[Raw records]

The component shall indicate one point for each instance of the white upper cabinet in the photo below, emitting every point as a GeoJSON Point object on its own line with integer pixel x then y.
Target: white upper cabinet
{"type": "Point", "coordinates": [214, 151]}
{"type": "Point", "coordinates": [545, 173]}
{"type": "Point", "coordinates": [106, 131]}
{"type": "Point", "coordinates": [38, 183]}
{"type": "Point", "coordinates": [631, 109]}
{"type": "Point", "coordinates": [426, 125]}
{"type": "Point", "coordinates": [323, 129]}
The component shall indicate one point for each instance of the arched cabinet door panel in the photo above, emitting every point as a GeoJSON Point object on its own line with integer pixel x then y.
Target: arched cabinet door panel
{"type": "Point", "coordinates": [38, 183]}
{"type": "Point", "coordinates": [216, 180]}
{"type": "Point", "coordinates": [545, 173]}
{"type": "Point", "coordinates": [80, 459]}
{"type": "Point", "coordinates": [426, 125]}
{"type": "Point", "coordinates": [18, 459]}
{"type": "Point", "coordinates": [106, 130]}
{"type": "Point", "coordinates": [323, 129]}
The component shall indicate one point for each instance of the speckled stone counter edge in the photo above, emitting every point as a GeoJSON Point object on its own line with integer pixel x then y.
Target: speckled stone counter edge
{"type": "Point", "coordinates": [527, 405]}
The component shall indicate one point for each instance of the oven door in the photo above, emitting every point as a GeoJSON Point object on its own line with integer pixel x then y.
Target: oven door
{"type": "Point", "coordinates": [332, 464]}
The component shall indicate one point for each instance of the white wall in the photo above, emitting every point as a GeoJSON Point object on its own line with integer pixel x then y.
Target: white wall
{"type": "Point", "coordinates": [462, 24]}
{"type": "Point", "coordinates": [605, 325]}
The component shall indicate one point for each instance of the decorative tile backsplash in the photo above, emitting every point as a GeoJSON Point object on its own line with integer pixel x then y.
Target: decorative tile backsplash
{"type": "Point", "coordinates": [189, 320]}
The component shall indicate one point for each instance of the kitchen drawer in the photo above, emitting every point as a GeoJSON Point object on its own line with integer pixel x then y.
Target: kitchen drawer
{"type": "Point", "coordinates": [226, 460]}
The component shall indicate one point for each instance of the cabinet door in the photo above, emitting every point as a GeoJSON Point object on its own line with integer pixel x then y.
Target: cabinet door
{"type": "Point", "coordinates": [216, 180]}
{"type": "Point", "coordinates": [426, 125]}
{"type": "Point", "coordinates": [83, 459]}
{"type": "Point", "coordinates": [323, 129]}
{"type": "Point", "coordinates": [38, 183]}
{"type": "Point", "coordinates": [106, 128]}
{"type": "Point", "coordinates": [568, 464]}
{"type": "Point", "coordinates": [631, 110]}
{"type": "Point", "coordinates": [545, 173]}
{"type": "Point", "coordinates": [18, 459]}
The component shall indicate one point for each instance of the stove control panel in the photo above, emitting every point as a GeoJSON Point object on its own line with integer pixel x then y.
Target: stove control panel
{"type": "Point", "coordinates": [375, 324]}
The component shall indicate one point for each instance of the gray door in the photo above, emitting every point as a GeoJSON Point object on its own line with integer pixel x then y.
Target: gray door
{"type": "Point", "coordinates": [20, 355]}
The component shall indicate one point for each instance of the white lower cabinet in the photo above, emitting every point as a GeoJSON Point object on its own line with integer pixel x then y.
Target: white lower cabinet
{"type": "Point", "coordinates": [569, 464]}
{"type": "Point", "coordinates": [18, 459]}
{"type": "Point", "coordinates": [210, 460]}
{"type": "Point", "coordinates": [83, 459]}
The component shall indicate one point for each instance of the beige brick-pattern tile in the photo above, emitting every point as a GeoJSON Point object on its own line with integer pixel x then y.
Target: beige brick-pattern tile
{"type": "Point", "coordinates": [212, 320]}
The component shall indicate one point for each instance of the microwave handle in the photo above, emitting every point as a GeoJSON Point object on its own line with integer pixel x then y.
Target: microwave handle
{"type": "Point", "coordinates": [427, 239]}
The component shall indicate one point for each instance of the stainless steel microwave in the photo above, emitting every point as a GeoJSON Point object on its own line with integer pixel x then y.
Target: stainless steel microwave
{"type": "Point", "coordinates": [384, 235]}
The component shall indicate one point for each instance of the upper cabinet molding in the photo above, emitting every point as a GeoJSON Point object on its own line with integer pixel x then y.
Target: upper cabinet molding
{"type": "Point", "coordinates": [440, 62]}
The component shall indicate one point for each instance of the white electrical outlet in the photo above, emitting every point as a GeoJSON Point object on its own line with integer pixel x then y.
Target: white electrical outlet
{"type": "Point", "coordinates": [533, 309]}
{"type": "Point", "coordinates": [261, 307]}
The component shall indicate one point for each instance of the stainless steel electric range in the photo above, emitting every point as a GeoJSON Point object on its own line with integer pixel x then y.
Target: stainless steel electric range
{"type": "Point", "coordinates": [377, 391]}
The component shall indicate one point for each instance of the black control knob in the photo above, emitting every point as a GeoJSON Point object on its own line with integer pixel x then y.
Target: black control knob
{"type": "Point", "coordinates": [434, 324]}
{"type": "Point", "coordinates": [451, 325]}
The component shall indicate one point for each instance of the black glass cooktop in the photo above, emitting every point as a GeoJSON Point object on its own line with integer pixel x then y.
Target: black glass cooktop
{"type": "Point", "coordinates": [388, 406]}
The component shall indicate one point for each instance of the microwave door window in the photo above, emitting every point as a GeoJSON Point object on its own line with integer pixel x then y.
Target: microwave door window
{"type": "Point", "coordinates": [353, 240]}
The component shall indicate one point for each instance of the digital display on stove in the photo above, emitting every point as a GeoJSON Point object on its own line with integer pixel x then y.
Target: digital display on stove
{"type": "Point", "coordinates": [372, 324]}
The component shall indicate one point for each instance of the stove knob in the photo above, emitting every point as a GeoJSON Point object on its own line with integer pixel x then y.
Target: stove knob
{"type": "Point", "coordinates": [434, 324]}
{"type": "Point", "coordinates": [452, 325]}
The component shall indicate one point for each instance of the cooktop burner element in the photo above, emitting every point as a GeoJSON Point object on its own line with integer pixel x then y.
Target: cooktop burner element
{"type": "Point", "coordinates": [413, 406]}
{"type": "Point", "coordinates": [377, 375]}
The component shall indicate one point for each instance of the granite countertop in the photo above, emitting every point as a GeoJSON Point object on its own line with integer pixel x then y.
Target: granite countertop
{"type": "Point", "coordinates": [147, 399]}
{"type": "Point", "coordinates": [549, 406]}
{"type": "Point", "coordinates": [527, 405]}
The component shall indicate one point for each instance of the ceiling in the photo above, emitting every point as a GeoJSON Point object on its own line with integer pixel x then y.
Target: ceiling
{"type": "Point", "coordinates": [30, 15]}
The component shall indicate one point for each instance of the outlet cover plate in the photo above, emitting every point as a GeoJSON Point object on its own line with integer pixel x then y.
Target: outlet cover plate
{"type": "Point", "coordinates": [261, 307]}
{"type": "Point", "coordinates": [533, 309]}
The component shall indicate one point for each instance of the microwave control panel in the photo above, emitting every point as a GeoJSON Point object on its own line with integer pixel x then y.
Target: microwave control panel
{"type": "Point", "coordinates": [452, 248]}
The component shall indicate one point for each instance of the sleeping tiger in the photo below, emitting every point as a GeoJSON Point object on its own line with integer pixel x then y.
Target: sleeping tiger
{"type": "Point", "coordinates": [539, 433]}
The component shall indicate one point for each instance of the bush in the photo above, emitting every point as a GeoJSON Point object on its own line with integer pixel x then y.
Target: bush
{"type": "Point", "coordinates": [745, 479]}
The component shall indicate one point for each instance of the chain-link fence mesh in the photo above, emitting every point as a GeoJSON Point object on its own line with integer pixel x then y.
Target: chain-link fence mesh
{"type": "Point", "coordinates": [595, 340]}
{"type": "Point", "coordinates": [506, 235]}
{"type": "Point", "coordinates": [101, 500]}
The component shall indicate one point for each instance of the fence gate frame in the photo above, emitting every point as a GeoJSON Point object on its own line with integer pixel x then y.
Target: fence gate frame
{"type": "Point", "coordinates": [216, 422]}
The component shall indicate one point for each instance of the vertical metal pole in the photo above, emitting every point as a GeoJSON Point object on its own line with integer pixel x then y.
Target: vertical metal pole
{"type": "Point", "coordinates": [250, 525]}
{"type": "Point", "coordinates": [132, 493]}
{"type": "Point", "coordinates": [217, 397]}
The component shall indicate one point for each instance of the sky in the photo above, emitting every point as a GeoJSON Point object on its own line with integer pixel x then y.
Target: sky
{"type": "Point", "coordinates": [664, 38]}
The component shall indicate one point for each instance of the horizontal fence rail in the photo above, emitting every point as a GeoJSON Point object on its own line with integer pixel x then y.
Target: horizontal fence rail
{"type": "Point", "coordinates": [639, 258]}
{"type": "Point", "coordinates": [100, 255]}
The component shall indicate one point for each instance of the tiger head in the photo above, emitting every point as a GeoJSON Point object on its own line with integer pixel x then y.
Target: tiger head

Problem description:
Reproduce the lines from the one containing "instance of the sky" to the end of the entries, keeping both ends and adding nothing.

Response to the task:
The component shall indicate one point for each instance of the sky in the photo above, emitting every point as a GeoJSON Point object on its own line with integer pixel x then y.
Target: sky
{"type": "Point", "coordinates": [664, 38]}
The component shall indicate one point for each instance of the horizontal fence rail in the photo above, emitting every point as a GeoJSON Point object on its own line with integer pixel x then y.
Target: horizontal fence rail
{"type": "Point", "coordinates": [639, 258]}
{"type": "Point", "coordinates": [100, 255]}
The component shall indicate one point for each instance of the tiger head in the photo above, emitting every point as a GeoJSON Point object on its own line with integer pixel x then y.
Target: tiger head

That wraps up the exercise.